►

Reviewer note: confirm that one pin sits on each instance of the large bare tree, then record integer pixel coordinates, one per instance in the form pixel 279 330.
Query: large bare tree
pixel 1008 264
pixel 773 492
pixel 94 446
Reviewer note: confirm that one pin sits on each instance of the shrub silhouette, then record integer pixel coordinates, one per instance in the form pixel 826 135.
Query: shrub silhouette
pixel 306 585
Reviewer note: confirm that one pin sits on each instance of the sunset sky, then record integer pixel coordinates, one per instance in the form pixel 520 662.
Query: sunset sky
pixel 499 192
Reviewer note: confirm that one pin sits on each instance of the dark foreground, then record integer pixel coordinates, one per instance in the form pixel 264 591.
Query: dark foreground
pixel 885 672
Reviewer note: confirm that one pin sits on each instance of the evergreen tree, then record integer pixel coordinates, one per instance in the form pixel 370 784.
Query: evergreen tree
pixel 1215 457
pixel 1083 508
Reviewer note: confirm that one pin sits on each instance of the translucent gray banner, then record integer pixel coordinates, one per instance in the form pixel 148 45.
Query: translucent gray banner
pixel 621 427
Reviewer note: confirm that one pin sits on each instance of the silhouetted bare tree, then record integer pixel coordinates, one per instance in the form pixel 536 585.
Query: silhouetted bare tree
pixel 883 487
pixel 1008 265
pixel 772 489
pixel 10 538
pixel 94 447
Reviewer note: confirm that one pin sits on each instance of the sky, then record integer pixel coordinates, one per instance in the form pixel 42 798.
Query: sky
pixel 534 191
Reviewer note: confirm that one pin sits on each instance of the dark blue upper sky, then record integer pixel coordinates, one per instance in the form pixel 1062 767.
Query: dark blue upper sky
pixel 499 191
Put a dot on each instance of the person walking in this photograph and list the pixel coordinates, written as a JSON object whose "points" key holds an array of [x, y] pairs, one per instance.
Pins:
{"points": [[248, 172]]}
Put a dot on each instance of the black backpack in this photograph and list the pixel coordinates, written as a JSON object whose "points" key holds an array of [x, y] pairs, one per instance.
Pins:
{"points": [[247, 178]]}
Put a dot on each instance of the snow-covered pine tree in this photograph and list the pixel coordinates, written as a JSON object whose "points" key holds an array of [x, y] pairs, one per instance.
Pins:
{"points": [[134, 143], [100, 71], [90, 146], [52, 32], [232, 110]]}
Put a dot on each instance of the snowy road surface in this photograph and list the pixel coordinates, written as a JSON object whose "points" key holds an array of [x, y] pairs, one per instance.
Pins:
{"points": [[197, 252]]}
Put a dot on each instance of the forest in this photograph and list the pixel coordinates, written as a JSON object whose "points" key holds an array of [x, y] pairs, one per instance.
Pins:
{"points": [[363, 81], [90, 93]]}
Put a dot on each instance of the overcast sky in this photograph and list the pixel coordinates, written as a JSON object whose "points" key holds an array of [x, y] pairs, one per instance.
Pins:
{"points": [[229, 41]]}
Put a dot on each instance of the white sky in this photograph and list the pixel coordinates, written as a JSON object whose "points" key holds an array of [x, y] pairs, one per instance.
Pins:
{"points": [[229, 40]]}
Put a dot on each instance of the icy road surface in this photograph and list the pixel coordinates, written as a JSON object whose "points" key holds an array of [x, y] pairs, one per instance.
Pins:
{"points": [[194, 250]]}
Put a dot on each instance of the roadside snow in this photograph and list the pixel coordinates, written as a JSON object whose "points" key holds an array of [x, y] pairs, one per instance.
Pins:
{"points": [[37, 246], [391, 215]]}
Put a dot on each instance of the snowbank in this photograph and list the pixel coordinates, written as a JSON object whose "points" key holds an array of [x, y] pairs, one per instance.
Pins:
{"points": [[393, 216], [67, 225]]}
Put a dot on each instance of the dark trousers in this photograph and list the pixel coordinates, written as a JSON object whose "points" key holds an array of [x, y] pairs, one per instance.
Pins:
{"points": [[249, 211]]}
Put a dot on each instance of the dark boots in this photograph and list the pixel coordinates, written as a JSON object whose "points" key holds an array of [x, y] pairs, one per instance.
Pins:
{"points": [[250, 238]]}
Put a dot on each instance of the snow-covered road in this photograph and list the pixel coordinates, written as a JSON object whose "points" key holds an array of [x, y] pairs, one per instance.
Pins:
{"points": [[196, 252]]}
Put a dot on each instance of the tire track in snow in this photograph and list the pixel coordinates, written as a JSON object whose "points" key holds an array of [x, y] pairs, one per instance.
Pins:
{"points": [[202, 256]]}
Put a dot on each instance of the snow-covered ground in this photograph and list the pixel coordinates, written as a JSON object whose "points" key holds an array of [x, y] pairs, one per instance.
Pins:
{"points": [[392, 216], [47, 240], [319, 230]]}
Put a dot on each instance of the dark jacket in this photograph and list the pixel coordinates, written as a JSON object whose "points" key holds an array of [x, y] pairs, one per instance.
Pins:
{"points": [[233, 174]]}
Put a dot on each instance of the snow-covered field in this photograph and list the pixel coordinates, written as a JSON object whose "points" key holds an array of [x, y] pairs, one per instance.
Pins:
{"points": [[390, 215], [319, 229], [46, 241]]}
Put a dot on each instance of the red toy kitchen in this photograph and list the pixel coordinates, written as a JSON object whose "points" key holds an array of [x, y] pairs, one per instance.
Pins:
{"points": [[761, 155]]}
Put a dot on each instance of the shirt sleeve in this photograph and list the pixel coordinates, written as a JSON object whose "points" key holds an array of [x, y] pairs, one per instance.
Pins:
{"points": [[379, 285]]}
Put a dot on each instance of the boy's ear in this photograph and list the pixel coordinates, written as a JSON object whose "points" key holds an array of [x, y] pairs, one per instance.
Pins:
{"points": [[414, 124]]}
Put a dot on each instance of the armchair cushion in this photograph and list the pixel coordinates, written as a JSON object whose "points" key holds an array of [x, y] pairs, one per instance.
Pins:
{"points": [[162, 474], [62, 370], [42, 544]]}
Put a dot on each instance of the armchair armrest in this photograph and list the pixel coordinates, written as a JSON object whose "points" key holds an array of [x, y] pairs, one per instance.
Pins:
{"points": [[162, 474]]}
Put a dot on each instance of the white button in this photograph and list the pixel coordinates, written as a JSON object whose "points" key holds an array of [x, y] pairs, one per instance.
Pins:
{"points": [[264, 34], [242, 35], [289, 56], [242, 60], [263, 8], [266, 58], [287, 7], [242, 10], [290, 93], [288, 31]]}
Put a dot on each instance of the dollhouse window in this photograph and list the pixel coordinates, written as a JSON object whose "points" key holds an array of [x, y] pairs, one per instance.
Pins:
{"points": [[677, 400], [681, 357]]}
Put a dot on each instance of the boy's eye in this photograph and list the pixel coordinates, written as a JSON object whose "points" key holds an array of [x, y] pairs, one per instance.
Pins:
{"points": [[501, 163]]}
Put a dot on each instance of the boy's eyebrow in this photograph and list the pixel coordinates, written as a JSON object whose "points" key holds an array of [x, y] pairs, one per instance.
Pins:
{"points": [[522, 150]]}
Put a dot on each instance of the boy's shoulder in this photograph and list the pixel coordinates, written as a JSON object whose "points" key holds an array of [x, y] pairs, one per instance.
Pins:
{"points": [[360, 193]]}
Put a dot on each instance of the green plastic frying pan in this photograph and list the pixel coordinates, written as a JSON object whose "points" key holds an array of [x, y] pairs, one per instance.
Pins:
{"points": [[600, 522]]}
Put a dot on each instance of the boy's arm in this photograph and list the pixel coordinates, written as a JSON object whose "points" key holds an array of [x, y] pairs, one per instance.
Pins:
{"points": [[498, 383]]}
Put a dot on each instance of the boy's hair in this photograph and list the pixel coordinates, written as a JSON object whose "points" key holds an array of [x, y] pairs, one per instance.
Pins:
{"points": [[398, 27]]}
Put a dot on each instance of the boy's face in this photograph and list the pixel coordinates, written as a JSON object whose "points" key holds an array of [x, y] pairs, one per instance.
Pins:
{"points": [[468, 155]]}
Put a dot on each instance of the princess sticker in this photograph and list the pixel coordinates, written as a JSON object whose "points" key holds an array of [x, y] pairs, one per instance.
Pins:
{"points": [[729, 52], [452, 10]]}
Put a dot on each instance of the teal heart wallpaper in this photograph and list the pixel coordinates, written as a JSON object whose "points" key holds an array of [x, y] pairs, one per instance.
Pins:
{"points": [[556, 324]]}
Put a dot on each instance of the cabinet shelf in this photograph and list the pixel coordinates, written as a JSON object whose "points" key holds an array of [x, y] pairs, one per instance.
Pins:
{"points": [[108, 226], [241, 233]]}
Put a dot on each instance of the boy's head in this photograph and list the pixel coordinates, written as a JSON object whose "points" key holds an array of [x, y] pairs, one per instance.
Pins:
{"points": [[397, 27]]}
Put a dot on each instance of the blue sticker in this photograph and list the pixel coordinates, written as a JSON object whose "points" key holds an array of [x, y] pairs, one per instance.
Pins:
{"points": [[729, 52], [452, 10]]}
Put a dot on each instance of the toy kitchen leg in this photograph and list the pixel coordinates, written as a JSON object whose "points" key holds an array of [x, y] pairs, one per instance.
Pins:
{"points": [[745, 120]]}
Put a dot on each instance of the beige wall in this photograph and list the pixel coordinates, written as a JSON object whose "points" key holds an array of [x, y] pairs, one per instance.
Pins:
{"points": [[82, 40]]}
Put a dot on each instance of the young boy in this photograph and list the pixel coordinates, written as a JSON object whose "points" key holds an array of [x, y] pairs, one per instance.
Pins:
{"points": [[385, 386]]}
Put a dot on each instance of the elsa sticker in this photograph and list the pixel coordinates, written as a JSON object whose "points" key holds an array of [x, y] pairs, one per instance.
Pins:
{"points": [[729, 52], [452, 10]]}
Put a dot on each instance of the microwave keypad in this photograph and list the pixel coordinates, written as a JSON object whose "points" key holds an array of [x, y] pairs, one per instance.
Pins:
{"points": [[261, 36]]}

◄

→ **REQUEST**: Begin with the line containing "Put a dot on each instance of the boy's head" and repeat each line exactly until the records above end.

→ **FINAL RESULT**:
Put a dot on each instance of the boy's head in this photograph and list the pixel coordinates, written as a JSON object whose "points" key holds an array of [x, y] pairs, one per instance.
Pins:
{"points": [[397, 27]]}
Put a dot on each instance of the blue sticker in this photograph and list the pixel coordinates, written as a JSON object whose "points" key holds an array of [x, y] pairs, one per instance.
Pins:
{"points": [[729, 52], [452, 10]]}
Put a dot on each instance of the toy kitchen leg in this photograph and list the pixel coordinates, written as a JSON object whose "points" key holds an array of [x, y] pairs, one per instance.
Pins:
{"points": [[745, 120]]}
Put a dot on each instance of the beige wall in this photograph and list the pixel coordinates, written as a JSON object whose "points" key holds an array of [x, y] pairs, one per instance.
Pins:
{"points": [[82, 40]]}
Put a dot on each instance of the young boy in this photograph and list the pixel coordinates, written as a JSON object whose "points" key holds an array of [x, y] pairs, one per instance.
Pins:
{"points": [[385, 386]]}
Put a dot on each instance of the elsa sticker in this photograph and list the pixel coordinates, written as a JSON object whose "points" key holds an array of [x, y] pairs, one per instance.
Pins:
{"points": [[729, 52], [452, 10]]}
Put a dot on each instance of the microwave keypad in this photograph and list the pixel coordinates, written as a JSON object whose "points" key holds an array of [x, y] pairs, one per instance.
Pins:
{"points": [[261, 36]]}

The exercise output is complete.